# [TEXT PASSAGE]
· · · · ·
In the evaluation of 5-scale chaotic features for CHF recognition, RDWT outperformed CGA and DWT in characterizing chaotic features for the SVM classifier. The use of inverse DWT to reconstruct the subband components back to the length of the original signal contributed to the effective calculation of chaotic features for the recognition of CHF. The superiority of RDWT over CGA and DWT might be explained by the distinct characteristics of chaotic features that require longer data to construct the trajectory in the phase space for the calculation of reliable values [7].

Compared to SE features, the chaotic features were more discriminative in CHF recognition. One of the reasons is that the chaotic features were extracted optimally. Contrary to the use of a unity time lag and pattern vector lengths of one and two in calculating the SE features, optimal values of the time lag and embedding dimension were estimated for the reconstruction of the phase space and the calculation of CD and the Lyapunov exponent. In this manner, nonlinear dynamics were appropriately characterized. Therefore, in order to enhance the discrimination power of SE features, optimization techniques should be applied to the parameters of SE features [38]. Moreover, an effective feature selector, such as the genetic algorithm applied in Isler’s method [13], may be employed to select an optimal subset of multiscale SE features to further improve the performance of multiscale SE. With parameter optimization and feature selection processes, an efficient and compact multiscale SE feature set can be constructed.
· · · · ·
# [EXERCISE TASKS]
1) List every abbreviation that appears in the passage on CHF recognition.
2) In the passage on CHF recognition, what feature selector was applied in Isler's method?
3) Reproduce the passage on CHF recognition word for word from "In the evaluation" to "reliable values [7].".

Referring expression pointing data:
· · · · ·
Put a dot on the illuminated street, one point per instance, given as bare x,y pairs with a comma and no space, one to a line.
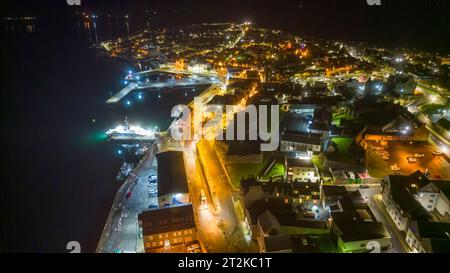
230,127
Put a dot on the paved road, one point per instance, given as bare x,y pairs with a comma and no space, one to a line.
222,192
121,232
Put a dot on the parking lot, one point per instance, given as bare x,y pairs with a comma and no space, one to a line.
407,157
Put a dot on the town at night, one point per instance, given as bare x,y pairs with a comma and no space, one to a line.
241,127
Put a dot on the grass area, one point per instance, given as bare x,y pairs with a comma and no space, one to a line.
239,171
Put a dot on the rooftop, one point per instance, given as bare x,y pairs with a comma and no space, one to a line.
171,173
167,219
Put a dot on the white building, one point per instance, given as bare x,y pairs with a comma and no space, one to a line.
435,196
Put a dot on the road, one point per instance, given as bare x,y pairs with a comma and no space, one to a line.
209,233
121,232
437,166
398,244
221,191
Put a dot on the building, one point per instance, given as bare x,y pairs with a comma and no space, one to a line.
165,227
303,194
300,142
306,127
428,237
435,196
306,194
360,237
301,170
240,152
172,180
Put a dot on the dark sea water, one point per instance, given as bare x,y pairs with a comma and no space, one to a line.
58,172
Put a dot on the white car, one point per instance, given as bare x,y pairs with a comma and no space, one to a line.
412,159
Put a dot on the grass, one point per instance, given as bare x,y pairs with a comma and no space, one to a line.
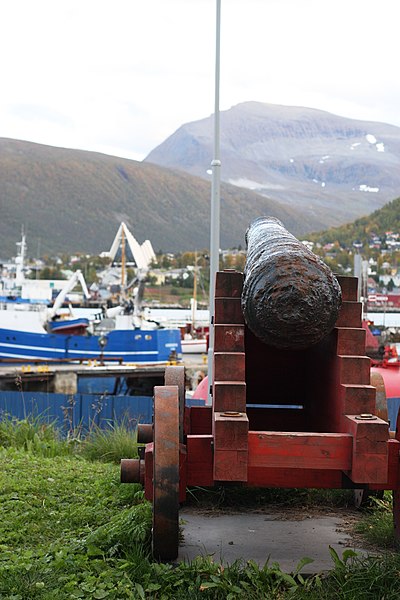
70,530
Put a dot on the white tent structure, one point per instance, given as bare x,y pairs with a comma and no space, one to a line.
142,254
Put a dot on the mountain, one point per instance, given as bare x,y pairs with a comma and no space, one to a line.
73,201
333,168
363,230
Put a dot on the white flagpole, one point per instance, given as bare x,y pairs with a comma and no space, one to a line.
215,201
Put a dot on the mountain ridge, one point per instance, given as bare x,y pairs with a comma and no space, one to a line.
74,200
295,155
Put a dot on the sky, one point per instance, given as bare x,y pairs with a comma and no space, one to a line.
120,76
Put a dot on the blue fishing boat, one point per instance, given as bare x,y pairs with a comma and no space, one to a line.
122,346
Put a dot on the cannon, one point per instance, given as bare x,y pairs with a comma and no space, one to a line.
293,404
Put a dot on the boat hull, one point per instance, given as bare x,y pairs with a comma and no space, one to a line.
124,346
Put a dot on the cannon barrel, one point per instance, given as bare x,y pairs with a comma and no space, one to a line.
290,298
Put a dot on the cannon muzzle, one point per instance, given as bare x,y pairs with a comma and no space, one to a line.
290,298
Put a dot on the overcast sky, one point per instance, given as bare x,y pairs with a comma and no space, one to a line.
120,76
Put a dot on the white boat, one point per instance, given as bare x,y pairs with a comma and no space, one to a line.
194,346
32,330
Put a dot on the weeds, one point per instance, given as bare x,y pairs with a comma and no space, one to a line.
69,530
110,444
377,524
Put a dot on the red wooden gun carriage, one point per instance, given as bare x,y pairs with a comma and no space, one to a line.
283,415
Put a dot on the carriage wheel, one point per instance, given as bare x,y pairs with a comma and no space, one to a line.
176,376
165,534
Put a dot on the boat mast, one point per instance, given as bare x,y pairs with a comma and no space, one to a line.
194,299
123,258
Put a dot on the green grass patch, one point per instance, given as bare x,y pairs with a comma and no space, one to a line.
70,530
377,523
110,444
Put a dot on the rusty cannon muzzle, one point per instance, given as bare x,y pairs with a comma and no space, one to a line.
290,298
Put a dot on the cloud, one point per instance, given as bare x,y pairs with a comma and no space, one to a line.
122,76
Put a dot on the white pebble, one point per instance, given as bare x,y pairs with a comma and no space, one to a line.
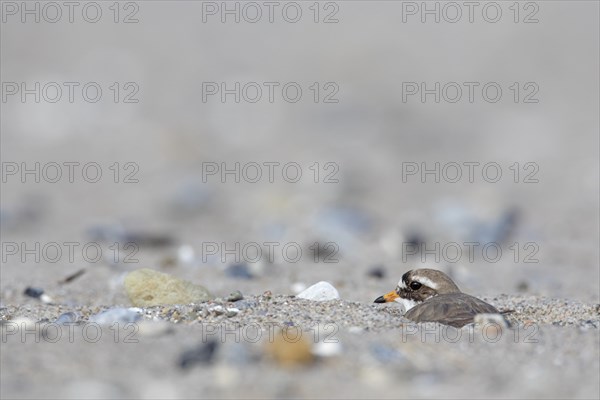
321,291
327,349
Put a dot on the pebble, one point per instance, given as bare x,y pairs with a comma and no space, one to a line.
239,271
491,319
327,349
202,354
34,292
321,291
154,328
234,296
146,287
298,287
67,318
186,254
117,314
377,271
289,350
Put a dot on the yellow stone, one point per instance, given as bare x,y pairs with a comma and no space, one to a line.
146,287
290,347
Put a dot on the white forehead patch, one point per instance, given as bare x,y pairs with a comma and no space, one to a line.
406,303
426,281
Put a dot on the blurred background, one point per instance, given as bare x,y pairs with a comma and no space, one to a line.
162,118
365,127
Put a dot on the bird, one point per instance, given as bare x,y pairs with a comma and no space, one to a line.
429,295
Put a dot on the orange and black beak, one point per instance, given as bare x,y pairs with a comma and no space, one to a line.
386,298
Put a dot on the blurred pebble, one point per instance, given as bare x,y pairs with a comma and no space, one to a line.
321,291
203,354
191,197
72,277
232,312
288,348
33,292
377,271
239,271
146,287
154,328
385,354
185,254
121,235
234,296
88,389
298,287
523,286
327,349
67,318
118,314
44,298
488,320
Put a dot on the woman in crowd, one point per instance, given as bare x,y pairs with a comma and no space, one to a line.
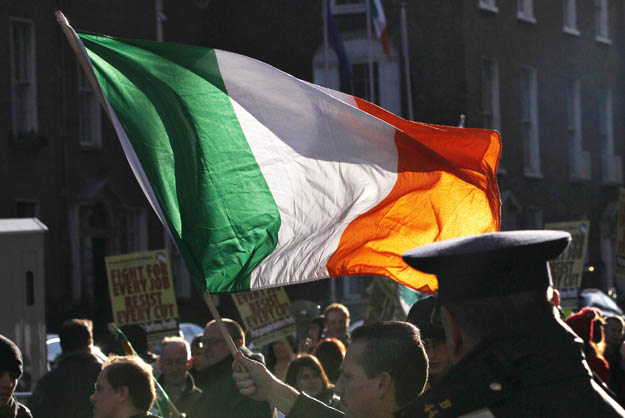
· · · · ·
# [TASK RESULTS]
1) CHF, RDWT, CGA, DWT, SVM, SE, CD

2) The genetic algorithm.

3)
In the evaluation of 5-scale chaotic features for CHF recognition, RDWT outperformed CGA and DWT in characterizing chaotic features for the SVM classifier. The use of inverse DWT to reconstruct the subband components back to the length of the original signal contributed to the effective calculation of chaotic features for the recognition of CHF. The superiority of RDWT over CGA and DWT might be explained by the distinct characteristics of chaotic features that require longer data to construct the trajectory in the phase space for the calculation of reliable values [7].